_DOCUMENT PASSAGE_:
+ + +

Yasin (Migration)
[2022] AATA 1524
•28 February 2022
Yasin (Migration) [2022] AATA 1524 (28 February 2022)
DECISION RECORD
DIVISION:Migration & Refugee Division
APPLICANTS: Mr Mohammed Talha Yasin
Mrs Sofrana Fazilad Nisha
Miss Nyla Amaya Yasin
Master Mohammed Tanzeem YasinREPRESENTATIVE: Mrs Pratibha Sharma (MARN: 0965020)
CASE NUMBER: 1832275
HOME AFFAIRS REFERENCE(S): BCC2016/3885118
MEMBER:Terrence Baxter
DATE:28 February 2022
PLACE OF DECISION: Brisbane
DECISION:The Tribunal affirms the decision not to grant the applicants Regional Employer Nomination (Permanent) (Class RN) visas.
Statement made on 28 February 2022 at 10:50am
CATCHWORDS
MIGRATION – Regional Employer Nomination (Permanent) (Class RN) – Subclass 187 Regional Sponsored Migration Scheme – Direct Entry stream – Office Manager – no approved nomination – not the subject of an approved nomination – fourth named applicant is an Australian citizen – Ministerial intervention requested – decision under review affirmedLEGISLATION
Australian Citizenship Act 2007, s 12
Migration Act 1958, ss 65, 351, 363
Migration Regulations 1994, rr 1.13, 5.19, Schedule 2, cls 187.233, 187.311Any references appearing in square brackets indicate that information has been omitted from this decision pursuant to section 378 of the Migration Act 1958 and replaced with generic information.
STATEMENT OF DECISION AND REASONS
APPLICATION FOR REVIEW
This is an application for review of a decision made by a delegate of the Minister for Home Affairs to refuse to grant the applicants Regional Employer Nomination (Permanent) (Class RN) visas under s 65 of the Migration Act 1958 (Cth) (the Act).
The applicants applied for the visas on 18 November 2016. At the time of application, Class RN contained one subclass: Subclass 187 (Regional Sponsored Migration Scheme).

+ + +

_RECORDS_:

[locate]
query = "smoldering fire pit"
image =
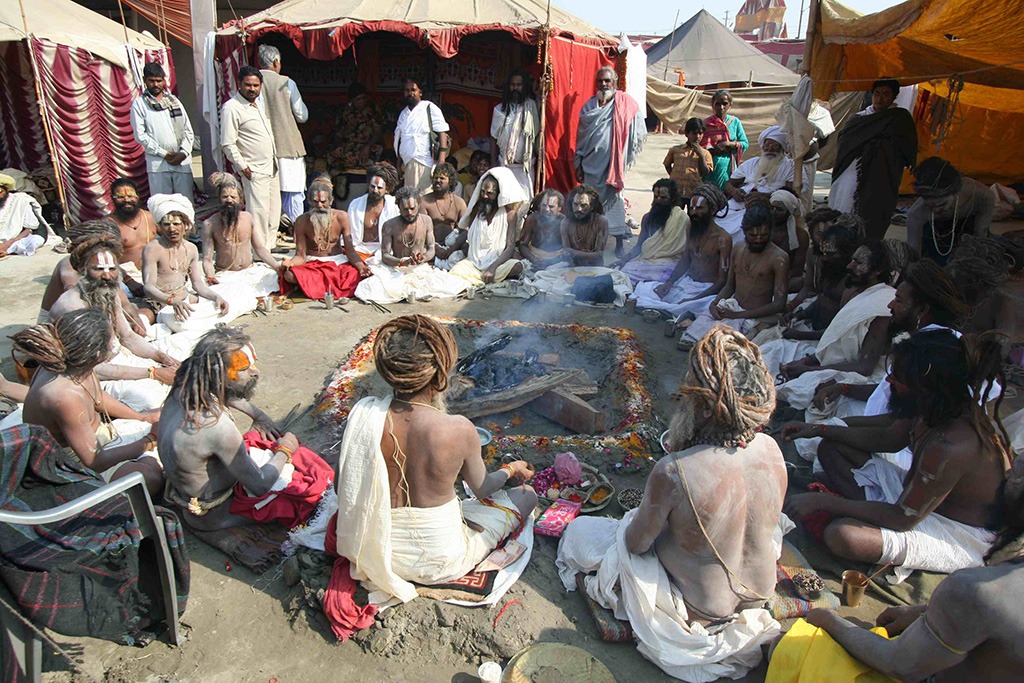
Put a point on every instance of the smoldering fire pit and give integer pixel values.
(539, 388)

+ + +

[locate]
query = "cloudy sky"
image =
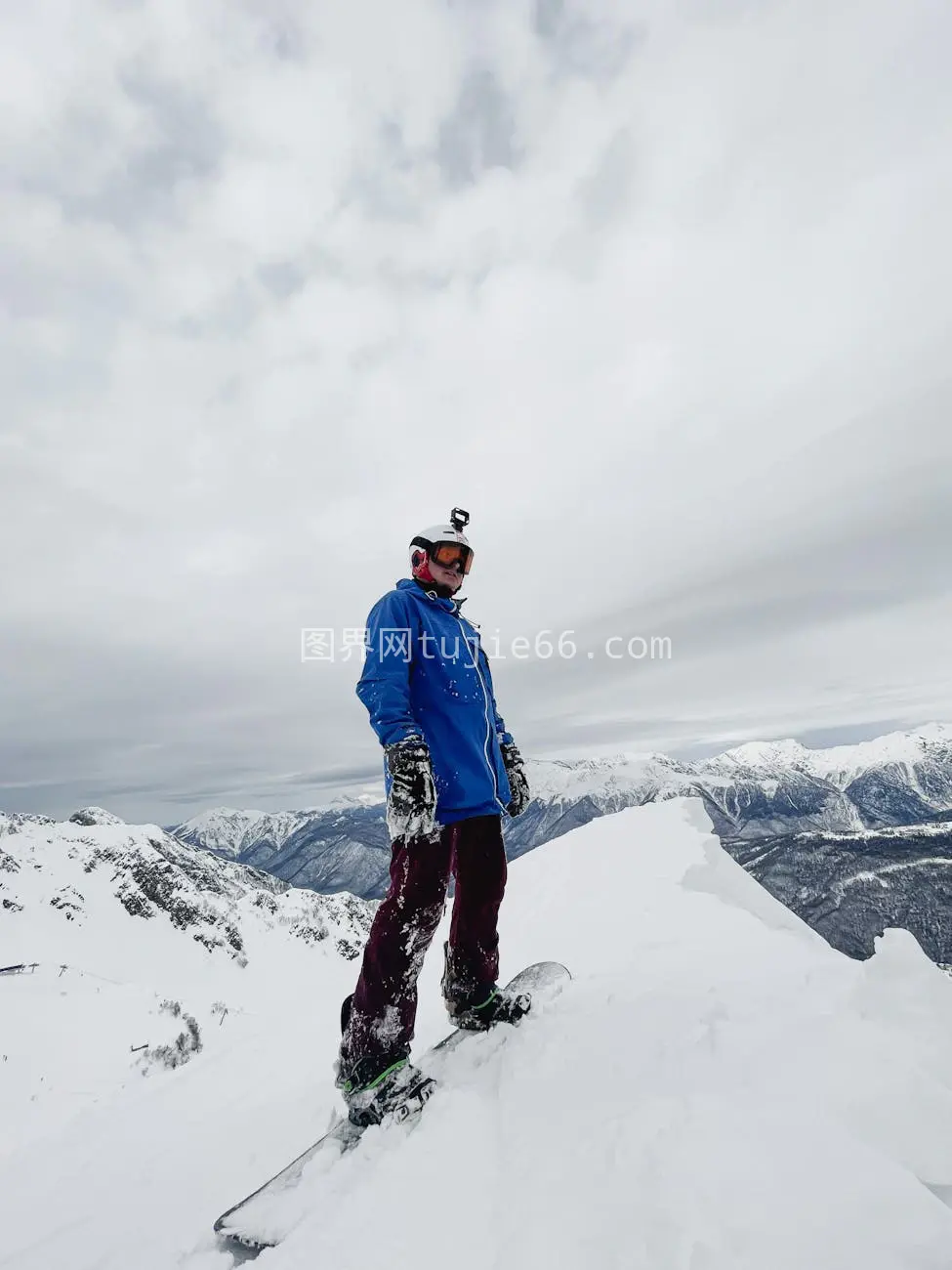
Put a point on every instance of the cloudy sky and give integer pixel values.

+ + +

_WRITTEN INSTRUCTION_:
Quote the tribunal decision from "CASE NUMBER: 1832275" to "(Class RN) visas.". You won't need the records.

_WRITTEN ANSWER_:
CASE NUMBER: 1832275
HOME AFFAIRS REFERENCE(S): BCC2016/3885118
MEMBER:Terrence Baxter
DATE:28 February 2022
PLACE OF DECISION: Brisbane
DECISION:The Tribunal affirms the decision not to grant the applicants Regional Employer Nomination (Permanent) (Class RN) visas.